▸ Task statement
Starting at the line that contains "In the image provided above, does any red lacquer" and stopping after the line that contains "[238,79,294,111]", output that data as a CSV with two columns, text and answer. Give one row for each text and the answer that follows it, with each value in a single quoted field and any line breaks turned into spaces.

-.-.-

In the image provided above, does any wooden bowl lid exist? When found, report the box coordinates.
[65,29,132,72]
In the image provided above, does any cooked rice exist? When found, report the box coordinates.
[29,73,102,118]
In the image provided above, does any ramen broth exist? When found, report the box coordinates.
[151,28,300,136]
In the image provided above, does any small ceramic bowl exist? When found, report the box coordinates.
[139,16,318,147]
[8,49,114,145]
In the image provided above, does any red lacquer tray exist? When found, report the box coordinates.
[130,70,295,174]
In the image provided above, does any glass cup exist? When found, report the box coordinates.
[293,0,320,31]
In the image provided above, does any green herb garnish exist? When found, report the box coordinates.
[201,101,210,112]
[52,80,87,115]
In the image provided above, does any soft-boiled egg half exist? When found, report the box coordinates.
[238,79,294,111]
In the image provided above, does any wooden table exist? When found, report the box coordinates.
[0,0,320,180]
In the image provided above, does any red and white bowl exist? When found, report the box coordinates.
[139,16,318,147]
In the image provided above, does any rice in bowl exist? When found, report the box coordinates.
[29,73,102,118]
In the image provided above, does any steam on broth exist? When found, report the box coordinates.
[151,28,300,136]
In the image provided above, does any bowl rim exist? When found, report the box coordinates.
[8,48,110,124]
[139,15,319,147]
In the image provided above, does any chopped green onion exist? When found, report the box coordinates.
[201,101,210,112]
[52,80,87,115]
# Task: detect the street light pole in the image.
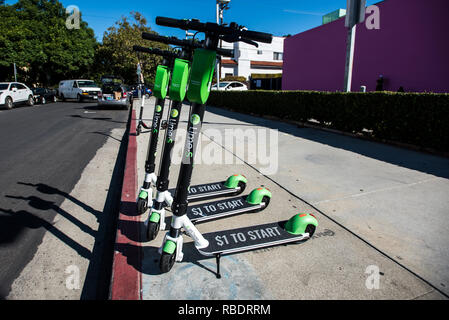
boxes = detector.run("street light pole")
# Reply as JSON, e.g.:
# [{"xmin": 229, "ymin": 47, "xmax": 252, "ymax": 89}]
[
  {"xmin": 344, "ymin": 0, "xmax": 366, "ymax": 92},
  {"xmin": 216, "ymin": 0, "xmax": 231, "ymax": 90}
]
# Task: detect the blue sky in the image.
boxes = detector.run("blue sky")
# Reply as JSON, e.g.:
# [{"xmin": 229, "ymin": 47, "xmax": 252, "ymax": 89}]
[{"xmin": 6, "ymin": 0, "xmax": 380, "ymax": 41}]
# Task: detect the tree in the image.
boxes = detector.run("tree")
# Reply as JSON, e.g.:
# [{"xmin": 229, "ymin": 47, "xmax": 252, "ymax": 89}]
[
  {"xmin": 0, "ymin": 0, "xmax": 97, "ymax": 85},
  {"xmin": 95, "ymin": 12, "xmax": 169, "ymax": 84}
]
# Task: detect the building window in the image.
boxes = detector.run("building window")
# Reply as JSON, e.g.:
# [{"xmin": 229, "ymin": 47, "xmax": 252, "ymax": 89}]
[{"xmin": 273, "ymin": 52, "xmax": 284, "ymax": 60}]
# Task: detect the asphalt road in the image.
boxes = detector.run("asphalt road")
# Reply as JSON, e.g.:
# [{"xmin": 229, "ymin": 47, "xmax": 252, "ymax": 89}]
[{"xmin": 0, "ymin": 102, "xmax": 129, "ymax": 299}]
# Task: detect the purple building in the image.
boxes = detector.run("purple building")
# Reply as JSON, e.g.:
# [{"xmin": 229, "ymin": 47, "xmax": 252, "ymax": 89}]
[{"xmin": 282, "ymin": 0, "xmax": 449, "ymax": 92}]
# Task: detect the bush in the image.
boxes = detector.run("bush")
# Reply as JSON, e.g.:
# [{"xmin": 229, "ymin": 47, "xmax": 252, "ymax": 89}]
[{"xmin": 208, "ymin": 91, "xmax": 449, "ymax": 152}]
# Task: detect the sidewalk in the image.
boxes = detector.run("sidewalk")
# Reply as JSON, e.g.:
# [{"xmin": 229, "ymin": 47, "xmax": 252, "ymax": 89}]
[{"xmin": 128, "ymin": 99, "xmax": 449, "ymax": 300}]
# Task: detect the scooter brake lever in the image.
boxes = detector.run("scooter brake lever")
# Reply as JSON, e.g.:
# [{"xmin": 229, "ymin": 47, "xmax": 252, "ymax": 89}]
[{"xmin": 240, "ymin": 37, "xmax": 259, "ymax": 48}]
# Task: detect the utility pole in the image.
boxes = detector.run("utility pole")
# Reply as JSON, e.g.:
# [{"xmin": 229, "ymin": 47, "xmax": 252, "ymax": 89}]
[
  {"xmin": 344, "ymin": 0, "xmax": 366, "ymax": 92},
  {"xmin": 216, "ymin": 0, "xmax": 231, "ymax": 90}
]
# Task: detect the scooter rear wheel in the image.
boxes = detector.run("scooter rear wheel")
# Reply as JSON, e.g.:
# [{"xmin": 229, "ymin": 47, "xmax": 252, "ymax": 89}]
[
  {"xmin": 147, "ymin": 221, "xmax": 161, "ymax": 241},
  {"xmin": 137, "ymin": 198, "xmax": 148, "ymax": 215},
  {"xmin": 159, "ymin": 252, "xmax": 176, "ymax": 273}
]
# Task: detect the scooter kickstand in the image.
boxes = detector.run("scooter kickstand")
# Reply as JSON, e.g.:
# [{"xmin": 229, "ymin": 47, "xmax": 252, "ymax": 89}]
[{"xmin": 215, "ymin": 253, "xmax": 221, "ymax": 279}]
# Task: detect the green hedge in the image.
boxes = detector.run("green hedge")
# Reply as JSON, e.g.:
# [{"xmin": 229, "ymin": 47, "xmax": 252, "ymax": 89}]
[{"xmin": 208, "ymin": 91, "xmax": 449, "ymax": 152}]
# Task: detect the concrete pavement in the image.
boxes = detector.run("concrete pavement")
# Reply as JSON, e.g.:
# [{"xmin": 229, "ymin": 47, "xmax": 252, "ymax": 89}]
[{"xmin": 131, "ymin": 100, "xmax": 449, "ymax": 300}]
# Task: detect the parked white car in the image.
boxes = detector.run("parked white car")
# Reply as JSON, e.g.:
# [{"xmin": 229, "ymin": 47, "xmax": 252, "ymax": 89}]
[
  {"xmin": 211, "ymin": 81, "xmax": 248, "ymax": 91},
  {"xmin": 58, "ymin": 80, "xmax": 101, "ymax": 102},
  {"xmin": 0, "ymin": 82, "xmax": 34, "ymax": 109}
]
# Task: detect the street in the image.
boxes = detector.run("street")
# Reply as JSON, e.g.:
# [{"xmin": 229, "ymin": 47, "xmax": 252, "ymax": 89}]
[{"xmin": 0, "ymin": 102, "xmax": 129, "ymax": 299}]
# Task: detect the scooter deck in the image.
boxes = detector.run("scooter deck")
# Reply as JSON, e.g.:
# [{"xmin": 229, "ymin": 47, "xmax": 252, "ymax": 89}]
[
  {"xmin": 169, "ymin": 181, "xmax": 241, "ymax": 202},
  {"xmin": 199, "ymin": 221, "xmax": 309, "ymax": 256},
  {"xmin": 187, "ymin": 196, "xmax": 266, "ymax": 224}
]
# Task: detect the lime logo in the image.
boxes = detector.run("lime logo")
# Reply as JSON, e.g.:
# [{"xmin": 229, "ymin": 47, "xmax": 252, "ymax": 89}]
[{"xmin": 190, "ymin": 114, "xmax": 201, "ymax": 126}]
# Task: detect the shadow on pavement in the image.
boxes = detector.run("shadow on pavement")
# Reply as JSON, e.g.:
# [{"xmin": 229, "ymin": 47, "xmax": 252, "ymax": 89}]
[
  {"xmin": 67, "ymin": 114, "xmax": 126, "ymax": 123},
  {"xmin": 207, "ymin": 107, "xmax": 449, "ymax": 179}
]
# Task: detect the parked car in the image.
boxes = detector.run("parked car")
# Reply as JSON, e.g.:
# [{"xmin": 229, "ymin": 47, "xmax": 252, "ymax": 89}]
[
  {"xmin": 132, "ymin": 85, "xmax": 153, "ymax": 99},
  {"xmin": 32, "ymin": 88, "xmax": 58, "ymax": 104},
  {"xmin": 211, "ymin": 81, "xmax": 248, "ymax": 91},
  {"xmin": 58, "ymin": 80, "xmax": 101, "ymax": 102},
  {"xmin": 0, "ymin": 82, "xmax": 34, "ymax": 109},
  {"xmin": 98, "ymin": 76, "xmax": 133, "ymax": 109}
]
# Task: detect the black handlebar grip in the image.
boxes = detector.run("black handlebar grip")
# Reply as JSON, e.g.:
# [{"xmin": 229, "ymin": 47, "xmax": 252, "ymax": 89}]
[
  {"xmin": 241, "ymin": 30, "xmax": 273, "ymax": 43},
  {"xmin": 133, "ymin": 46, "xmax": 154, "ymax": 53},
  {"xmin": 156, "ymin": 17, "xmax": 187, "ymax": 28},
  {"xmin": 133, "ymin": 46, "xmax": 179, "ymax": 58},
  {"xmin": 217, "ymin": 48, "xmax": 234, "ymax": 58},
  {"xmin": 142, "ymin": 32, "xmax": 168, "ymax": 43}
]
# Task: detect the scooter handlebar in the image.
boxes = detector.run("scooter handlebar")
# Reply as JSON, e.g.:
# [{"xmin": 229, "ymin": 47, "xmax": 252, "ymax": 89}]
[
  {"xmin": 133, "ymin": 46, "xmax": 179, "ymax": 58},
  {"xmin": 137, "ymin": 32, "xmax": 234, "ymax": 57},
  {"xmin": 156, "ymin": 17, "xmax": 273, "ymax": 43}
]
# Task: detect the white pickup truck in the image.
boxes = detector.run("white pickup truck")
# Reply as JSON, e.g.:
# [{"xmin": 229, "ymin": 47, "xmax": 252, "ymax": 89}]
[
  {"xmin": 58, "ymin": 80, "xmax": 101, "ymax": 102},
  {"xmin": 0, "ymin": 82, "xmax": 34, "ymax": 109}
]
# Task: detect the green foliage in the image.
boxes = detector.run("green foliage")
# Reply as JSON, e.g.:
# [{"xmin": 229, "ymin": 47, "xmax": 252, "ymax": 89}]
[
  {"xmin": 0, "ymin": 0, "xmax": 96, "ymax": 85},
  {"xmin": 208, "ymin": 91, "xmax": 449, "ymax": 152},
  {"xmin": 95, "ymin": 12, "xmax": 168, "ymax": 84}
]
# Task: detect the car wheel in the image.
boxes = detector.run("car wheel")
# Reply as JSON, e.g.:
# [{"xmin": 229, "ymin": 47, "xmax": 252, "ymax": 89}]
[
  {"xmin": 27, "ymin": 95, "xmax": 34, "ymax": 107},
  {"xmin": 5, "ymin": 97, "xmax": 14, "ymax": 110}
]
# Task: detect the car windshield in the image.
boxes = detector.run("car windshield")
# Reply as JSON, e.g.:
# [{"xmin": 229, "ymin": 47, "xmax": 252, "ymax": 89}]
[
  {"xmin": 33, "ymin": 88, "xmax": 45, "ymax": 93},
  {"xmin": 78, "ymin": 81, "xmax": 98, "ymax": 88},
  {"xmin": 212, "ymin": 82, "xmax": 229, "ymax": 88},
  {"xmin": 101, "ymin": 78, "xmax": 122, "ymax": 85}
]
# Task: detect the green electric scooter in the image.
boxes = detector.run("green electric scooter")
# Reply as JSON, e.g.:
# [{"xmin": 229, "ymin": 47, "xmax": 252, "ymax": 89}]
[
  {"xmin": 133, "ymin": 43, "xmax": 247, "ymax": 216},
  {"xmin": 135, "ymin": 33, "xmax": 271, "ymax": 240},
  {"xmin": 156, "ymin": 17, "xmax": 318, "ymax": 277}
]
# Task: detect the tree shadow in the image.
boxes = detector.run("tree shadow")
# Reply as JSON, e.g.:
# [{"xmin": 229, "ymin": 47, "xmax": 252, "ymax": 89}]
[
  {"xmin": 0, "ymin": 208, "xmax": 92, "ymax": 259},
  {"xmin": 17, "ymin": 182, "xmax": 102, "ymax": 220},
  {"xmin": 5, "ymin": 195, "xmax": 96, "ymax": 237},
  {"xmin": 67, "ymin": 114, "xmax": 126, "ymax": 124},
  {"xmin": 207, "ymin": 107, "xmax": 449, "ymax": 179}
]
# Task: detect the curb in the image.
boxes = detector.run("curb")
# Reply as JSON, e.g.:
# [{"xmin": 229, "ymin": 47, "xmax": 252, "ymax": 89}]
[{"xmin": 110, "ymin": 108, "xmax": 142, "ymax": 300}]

-.-.-

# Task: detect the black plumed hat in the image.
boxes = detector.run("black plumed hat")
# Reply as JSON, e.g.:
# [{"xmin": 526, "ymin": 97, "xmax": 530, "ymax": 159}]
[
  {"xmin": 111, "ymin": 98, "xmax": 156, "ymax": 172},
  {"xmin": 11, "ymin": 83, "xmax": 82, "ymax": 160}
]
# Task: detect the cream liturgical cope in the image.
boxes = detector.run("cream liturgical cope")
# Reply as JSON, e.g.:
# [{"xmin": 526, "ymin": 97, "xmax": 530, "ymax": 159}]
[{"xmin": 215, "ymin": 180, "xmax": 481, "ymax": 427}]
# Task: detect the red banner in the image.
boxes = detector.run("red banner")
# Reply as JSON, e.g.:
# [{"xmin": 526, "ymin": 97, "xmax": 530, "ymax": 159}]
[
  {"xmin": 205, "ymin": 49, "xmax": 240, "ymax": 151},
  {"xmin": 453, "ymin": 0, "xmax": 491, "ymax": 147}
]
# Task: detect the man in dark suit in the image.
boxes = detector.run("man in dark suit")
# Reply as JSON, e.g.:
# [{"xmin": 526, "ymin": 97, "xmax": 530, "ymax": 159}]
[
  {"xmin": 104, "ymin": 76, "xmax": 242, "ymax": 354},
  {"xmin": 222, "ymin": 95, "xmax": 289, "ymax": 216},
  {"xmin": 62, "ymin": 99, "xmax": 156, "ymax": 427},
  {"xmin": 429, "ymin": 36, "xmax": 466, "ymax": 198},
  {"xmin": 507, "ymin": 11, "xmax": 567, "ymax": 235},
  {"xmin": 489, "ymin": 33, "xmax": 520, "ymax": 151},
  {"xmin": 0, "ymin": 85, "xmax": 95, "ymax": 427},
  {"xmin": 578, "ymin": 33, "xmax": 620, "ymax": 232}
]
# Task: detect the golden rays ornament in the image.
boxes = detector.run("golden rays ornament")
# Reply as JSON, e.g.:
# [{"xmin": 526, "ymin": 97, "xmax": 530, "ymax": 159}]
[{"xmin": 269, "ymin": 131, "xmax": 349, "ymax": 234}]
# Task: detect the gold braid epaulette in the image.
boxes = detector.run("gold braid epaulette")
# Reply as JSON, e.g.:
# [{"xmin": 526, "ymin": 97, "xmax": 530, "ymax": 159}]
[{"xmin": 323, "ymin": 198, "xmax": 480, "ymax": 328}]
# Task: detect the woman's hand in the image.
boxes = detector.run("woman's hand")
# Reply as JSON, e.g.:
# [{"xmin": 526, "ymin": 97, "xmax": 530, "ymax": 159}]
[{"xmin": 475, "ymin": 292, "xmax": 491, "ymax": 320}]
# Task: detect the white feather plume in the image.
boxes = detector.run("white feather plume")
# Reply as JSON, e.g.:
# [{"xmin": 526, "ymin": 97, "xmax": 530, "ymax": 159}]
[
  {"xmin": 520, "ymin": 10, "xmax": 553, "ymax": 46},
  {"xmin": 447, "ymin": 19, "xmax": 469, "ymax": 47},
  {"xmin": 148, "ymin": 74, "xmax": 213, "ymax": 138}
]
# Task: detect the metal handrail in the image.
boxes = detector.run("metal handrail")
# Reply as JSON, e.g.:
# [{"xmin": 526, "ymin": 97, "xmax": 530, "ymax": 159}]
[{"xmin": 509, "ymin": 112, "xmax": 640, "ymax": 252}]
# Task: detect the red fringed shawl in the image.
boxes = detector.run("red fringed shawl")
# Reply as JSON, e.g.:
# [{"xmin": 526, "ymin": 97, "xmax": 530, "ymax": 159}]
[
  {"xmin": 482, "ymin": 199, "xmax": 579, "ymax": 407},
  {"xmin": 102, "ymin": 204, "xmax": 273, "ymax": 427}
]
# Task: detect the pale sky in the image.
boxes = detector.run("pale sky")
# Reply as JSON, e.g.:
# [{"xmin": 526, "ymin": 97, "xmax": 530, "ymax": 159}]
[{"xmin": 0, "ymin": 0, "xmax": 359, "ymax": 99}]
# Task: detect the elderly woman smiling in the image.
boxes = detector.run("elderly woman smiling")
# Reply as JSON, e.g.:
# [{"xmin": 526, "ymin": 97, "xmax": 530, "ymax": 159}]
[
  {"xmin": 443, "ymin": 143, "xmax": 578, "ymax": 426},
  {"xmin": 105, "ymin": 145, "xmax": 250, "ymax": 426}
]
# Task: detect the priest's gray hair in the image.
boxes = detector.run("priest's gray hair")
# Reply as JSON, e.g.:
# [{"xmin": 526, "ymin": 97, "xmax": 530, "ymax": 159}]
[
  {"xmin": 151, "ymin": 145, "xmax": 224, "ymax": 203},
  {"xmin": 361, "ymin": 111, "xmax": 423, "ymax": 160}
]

-.-.-

▸ Problem solution
text,answer
"In the image provided above, does any red lacquer tray exist? When found, report the box coordinates.","[130,70,295,174]"
"In the image provided above, does any glass cup exist? When found, report the box coordinates.","[293,0,320,31]"
"In the image provided above, does any green herb garnish exist? When found, report the box coordinates.","[201,101,210,112] [52,80,87,115]"
"In the image provided above, does any soft-boiled egg half exist? When found, report the box coordinates.","[238,79,294,111]"